What you should do –
Output every line below without omitting or altering anything.

The records –

--- START ---

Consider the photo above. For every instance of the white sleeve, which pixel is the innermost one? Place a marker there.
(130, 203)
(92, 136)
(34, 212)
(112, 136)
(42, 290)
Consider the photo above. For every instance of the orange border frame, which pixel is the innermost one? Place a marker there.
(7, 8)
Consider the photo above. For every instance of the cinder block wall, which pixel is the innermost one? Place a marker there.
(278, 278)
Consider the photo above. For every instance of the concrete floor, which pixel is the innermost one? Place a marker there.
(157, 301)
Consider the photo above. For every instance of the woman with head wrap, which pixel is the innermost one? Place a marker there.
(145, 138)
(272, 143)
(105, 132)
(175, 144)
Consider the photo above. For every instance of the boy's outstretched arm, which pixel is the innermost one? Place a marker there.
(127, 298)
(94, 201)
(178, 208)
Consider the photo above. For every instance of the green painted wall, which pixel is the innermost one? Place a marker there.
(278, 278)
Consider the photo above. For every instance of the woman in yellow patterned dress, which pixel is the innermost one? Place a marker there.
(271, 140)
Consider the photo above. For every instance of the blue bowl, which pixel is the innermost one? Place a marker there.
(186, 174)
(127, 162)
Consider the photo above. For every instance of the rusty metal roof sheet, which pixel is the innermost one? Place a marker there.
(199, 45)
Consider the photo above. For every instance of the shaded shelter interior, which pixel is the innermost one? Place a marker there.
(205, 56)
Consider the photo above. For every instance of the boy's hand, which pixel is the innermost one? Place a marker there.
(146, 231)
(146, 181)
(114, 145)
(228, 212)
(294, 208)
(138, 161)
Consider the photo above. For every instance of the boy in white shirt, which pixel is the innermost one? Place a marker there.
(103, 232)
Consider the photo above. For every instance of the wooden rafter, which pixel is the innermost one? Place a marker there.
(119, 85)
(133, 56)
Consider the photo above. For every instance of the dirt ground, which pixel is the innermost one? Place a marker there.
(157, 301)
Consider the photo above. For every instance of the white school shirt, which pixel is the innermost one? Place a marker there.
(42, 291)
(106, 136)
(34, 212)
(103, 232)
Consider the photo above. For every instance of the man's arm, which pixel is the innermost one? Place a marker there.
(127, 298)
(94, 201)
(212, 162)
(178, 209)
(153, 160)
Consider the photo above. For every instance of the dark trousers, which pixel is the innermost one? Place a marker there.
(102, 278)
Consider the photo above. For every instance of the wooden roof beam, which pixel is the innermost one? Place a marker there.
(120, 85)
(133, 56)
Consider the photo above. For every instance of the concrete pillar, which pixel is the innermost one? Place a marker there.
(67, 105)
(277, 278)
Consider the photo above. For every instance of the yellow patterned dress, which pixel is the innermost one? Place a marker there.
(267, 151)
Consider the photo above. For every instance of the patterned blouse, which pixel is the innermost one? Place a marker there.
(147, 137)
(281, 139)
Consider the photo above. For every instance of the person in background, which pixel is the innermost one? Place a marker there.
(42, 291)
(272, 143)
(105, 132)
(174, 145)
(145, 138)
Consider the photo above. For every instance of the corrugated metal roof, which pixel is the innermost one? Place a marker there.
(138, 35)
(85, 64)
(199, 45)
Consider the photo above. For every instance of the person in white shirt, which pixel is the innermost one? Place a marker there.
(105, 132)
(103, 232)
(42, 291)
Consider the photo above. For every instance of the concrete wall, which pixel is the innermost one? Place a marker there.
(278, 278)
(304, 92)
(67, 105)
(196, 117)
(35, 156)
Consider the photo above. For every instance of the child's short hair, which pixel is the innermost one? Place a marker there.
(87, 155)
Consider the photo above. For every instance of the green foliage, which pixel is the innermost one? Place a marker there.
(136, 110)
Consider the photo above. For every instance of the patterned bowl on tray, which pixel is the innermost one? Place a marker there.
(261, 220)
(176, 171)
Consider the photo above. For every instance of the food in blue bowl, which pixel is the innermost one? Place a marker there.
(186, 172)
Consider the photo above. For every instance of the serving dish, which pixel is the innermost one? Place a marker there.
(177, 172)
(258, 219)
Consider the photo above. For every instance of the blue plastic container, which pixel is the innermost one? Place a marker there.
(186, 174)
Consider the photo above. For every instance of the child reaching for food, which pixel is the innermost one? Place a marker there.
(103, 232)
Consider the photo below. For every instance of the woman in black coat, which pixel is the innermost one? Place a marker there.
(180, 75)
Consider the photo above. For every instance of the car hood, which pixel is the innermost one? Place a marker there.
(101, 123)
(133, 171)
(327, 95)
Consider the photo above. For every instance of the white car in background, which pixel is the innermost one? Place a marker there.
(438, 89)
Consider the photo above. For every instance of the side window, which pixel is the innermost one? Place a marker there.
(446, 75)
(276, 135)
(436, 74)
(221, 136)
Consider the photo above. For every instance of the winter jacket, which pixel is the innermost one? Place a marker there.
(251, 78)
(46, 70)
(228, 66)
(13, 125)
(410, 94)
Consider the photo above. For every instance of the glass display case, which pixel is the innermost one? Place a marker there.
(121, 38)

--- END ---

Solution to the exercise –
Consider the photo above. For every instance of the white sleeve, which pixel is the innermost one? Place a marker there.
(130, 203)
(92, 136)
(34, 212)
(112, 136)
(42, 290)
Consider the photo above. For every instance of the orange border frame, which pixel is the innermost one? Place a marker there.
(7, 8)
Consider the photo above. For every instance of the cinder block wall, which pixel is the innermost one? Place a marker there.
(278, 278)
Consider the photo above. For every instance of the concrete floor, which pixel is the innermost one? Place a marker there.
(157, 301)
Consider the photo above. For every instance of the woman with head wrap, which pixel is the innermost one? Place a marker there.
(145, 138)
(272, 143)
(105, 132)
(175, 144)
Consider the photo above. For every instance of the boy's outstretched arm, which pixel is the innermost one? Place a marker there.
(127, 298)
(94, 201)
(178, 208)
Consider the photo above. For every instance of the green painted wall, which pixel is the innermost one? Place a marker there.
(278, 278)
Consider the photo above. For every instance of the woman in yellow patterned dress, which pixel is the innermost one? Place a marker there.
(271, 140)
Consider the photo above. For every instance of the blue bowl, which pixel is the innermost one? Place a marker there.
(186, 174)
(127, 162)
Consider the photo above. For every instance of the rusty metal roof sheet, which pixel is the innermost one? Place a marker there.
(199, 45)
Consider the photo above. For every instance of the shaded shelter interior, which pixel is the innermost one? Place a marker there.
(205, 56)
Consider the photo above. For every instance of the boy's hand, which pixel is the innermost one? Place a marker there.
(146, 231)
(146, 181)
(114, 145)
(228, 212)
(294, 208)
(138, 161)
Consider the photo above. For every instance of the boy in white shirt, which pixel is the innermost one? Place a marker there.
(103, 232)
Consider the photo above. For every instance of the wooden rafter, which pixel is the innermost one? Place a marker there.
(119, 85)
(133, 56)
Consider the photo above. For every instance of the dirt ground, which pixel is the innermost one? Place a marker there.
(157, 301)
Consider the photo above. For every instance of the white school shirt, which pixel is the innermost one? Place a marker there.
(42, 291)
(106, 136)
(34, 212)
(103, 232)
Consider the photo above. For every instance of the man's arm, which pixel is the innermost one? Place a marker there.
(127, 298)
(94, 201)
(212, 162)
(178, 209)
(153, 160)
Consider the photo above. For every instance of the dark trousers, which pixel is the innermost one? Place a marker there.
(102, 278)
Consider the photo above. For every instance of the wooden roof beam, which pixel is the innermost one? Place a marker there.
(120, 85)
(133, 56)
Consider the photo above. For every instance of the concrete pillar, which pixel is the innermost one? Place a marker there.
(67, 105)
(277, 278)
Consider the photo above. For every instance of the yellow patterned dress, which pixel is the innermost one? Place a marker there.
(267, 151)
Consider the photo above. For every instance of the patterned blouse, which pixel is the innermost one? Place a marker there.
(147, 137)
(281, 139)
Consider the photo above. For every instance of the person in background, which pixel is the innermost one? Place a marker there.
(42, 291)
(272, 143)
(105, 132)
(174, 145)
(145, 138)
Consider the photo above. For every instance of the corrugated metal roof, which pixel is the innermost one? Place a marker there.
(138, 35)
(85, 64)
(199, 45)
Consider the photo above. For every instance of the person in white shirt, which pixel is the innermost one? Place a marker there.
(105, 132)
(103, 232)
(42, 291)
Consider the photo above. For every instance of the concrete wall, which pixel is the innermost one? Place a marker there.
(278, 278)
(304, 92)
(67, 105)
(196, 117)
(35, 156)
Consider the photo above. For every instance of the child's short hair, which pixel is the innermost one? Place a marker there.
(87, 155)
Consider the photo above. For every instance of the green foliage, which pixel is the innermost one? Place a marker there.
(136, 110)
Consider the photo above. For every instance of the patterned bowl on tray, which pixel is the innermost one? Place a marker there.
(261, 220)
(176, 171)
Consider the photo above. For every instance of the food in blue bowl, which pixel is the innermost one? Place a marker there.
(186, 172)
Consider the photo above. For every instance of the serving dish, which pixel is the innermost one? Place a marker there.
(177, 172)
(258, 219)
Consider the photo above. For every instance of the blue plastic container, which pixel is the innermost one? Place a marker there.
(186, 174)
Consider the photo above. For every instance of the child reaching for food, which pixel is the innermost one? Place a marker there.
(103, 232)
Consider the photo below. For every instance of the woman in black coat, which pixel is the innermost one? Place a marker there.
(180, 75)
Consider the photo above. For every instance of the car hood, which pixel is the innermost one? Place a marker there.
(101, 123)
(133, 171)
(327, 95)
Consider the photo above. For every instance of the white car in background, which pixel is the innermost one? Place a marker there.
(438, 89)
Consider the photo above. For every instance of the side window, which pixel is the innermost one? Place a marker there.
(446, 75)
(276, 135)
(436, 74)
(221, 136)
Consider the photo above. For every instance of the winter jacket, which pixel is the innermost one? Place a marker there.
(251, 78)
(46, 70)
(228, 66)
(13, 125)
(410, 94)
Consider the photo above. For every instance of the glass display case, which pixel is the innermost one? Place a marker there.
(121, 38)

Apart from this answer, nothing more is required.